**Task goal**
Could you copy every line of the entries, from their start through the line containing "531,240,553,387", and increase each coordinate in the returned boxes by 120? Keep the sample boxes in the module description unchanged, and leave the pictures out of your answer.
═══ Material provided ═══
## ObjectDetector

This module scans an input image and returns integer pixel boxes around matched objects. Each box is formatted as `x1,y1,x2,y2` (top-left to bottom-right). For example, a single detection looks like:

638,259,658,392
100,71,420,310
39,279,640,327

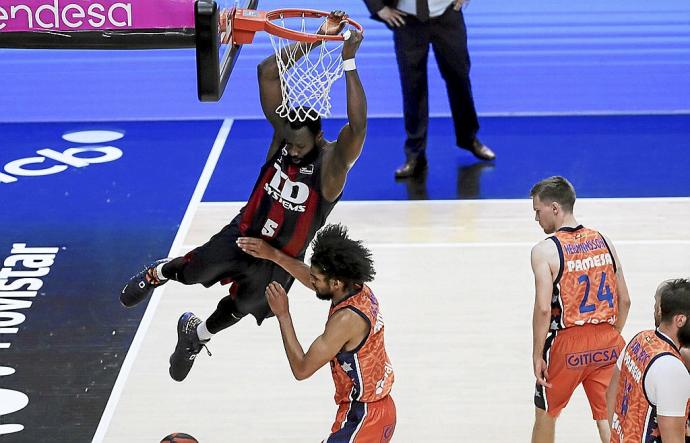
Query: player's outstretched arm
237,237,314,289
321,30,367,201
266,282,364,380
531,240,553,387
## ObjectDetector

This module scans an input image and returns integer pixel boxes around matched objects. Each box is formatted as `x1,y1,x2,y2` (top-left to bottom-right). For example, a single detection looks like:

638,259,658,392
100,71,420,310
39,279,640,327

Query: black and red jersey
235,148,340,257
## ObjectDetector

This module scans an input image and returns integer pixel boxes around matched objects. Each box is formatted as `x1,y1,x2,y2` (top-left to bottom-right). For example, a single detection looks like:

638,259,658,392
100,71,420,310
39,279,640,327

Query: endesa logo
0,0,132,31
0,131,124,184
565,348,618,369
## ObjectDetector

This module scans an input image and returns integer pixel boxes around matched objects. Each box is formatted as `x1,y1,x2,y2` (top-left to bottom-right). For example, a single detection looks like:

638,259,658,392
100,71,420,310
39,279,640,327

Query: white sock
196,321,213,341
156,261,168,281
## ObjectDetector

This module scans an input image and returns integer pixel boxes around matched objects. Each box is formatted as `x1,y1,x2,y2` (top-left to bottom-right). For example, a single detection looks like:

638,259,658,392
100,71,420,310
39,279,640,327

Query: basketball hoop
230,9,364,121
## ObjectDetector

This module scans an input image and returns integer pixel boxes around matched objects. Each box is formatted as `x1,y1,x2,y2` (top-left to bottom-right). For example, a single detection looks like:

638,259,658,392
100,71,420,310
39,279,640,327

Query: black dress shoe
395,157,427,178
462,137,496,161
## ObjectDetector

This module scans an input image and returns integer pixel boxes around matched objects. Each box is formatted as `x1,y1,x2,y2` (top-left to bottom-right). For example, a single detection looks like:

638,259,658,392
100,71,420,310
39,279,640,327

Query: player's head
311,224,376,300
654,278,690,346
283,106,323,164
529,176,575,234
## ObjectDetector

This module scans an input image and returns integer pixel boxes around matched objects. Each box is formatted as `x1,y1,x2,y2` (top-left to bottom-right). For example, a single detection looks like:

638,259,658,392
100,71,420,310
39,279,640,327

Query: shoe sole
168,312,194,382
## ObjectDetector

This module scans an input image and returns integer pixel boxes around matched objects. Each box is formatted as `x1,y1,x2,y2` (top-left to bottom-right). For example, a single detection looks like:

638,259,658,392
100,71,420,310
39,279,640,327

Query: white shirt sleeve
644,355,690,417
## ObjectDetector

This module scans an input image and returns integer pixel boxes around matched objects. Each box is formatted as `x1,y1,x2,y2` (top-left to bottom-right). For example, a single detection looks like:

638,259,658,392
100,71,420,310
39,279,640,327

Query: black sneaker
120,258,170,308
170,312,211,381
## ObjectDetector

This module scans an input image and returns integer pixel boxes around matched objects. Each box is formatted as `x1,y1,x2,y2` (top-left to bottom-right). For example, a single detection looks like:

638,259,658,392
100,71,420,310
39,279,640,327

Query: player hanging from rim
120,11,367,381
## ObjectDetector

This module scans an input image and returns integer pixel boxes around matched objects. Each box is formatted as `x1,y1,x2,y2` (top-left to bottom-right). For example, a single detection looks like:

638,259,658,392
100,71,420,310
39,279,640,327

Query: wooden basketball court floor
91,198,690,443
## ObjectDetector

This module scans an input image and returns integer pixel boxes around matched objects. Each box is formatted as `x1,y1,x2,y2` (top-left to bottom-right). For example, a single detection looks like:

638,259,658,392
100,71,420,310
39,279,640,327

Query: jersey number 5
261,218,278,238
577,272,613,314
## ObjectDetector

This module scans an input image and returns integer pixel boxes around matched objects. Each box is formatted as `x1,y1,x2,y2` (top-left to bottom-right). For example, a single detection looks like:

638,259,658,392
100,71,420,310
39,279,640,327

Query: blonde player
530,177,630,442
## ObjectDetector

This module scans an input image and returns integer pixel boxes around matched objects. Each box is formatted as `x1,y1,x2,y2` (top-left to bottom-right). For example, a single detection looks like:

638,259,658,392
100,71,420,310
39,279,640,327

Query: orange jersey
611,331,690,443
549,225,618,330
328,285,395,404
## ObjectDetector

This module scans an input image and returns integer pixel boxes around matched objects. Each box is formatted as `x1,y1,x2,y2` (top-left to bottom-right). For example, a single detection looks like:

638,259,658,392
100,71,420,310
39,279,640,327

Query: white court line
92,119,233,442
183,240,690,251
201,197,690,207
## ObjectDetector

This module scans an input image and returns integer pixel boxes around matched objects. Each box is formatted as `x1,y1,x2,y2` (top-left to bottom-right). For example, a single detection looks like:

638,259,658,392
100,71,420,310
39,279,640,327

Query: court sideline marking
92,119,234,442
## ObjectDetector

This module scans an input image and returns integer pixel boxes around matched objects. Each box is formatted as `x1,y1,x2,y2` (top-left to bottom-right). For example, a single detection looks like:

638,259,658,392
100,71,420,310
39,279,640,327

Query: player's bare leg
597,420,611,443
532,408,556,443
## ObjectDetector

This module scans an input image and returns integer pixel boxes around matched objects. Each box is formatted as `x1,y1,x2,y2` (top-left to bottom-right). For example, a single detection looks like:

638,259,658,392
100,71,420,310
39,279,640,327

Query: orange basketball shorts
324,395,395,443
534,323,625,420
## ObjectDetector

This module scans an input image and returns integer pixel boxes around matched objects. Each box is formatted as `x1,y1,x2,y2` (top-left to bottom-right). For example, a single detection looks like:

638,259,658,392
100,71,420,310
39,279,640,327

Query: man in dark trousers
364,0,496,178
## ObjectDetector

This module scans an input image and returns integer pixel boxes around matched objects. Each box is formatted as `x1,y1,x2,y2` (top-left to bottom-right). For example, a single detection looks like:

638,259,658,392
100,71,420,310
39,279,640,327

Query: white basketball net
269,17,343,122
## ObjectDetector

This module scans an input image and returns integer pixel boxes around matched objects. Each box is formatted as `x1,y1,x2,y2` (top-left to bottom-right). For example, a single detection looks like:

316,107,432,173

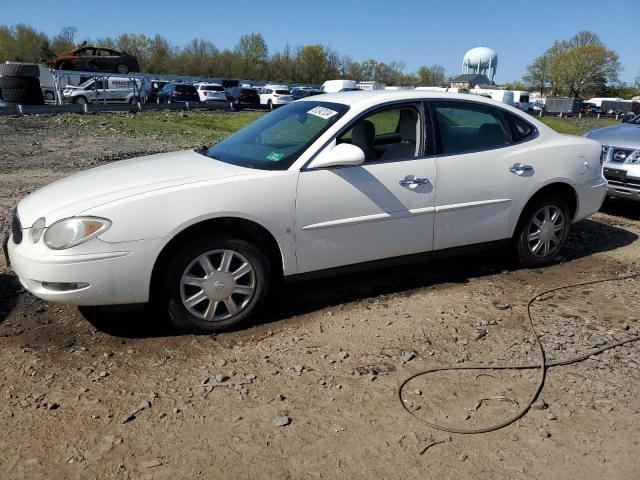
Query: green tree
51,26,78,55
418,64,445,87
297,45,327,83
523,32,620,97
235,33,269,79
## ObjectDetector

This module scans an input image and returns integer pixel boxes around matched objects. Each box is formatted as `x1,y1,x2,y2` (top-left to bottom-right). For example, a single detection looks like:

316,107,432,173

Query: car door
430,101,536,250
295,104,435,273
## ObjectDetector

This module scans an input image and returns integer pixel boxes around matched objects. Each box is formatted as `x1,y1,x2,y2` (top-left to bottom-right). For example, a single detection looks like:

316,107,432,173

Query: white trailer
469,88,514,107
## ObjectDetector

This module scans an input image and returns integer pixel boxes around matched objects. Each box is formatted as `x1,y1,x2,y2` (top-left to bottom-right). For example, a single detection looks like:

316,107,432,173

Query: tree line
523,31,640,98
0,24,447,86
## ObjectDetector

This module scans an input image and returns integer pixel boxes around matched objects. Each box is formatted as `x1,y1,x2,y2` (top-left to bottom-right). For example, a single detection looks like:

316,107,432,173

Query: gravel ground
0,113,640,480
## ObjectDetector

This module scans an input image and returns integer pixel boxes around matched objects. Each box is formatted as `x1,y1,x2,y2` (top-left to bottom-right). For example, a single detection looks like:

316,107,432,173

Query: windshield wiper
194,145,209,156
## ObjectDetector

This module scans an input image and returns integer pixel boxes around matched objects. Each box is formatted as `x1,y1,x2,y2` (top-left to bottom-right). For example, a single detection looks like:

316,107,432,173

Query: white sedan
7,91,607,332
194,83,227,102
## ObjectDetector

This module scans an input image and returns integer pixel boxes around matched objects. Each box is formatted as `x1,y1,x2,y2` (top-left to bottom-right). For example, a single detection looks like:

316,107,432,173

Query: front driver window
206,102,349,170
434,102,510,155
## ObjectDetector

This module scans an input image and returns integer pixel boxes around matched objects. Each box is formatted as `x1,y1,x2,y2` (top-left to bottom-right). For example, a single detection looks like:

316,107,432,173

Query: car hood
588,123,640,148
18,150,255,228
═══
**Answer for this exercise**
## ObjectDetector

This module scans an input image and returns integer pixel boxes around matched objects. Each box is formatted as `x1,y1,x2,y2` (top-left to bottom-right). For example, a single detection looks like:

638,259,658,392
100,71,420,310
39,279,640,327

Query: player's outstretched arm
357,357,434,409
441,150,487,321
386,402,484,500
651,360,673,507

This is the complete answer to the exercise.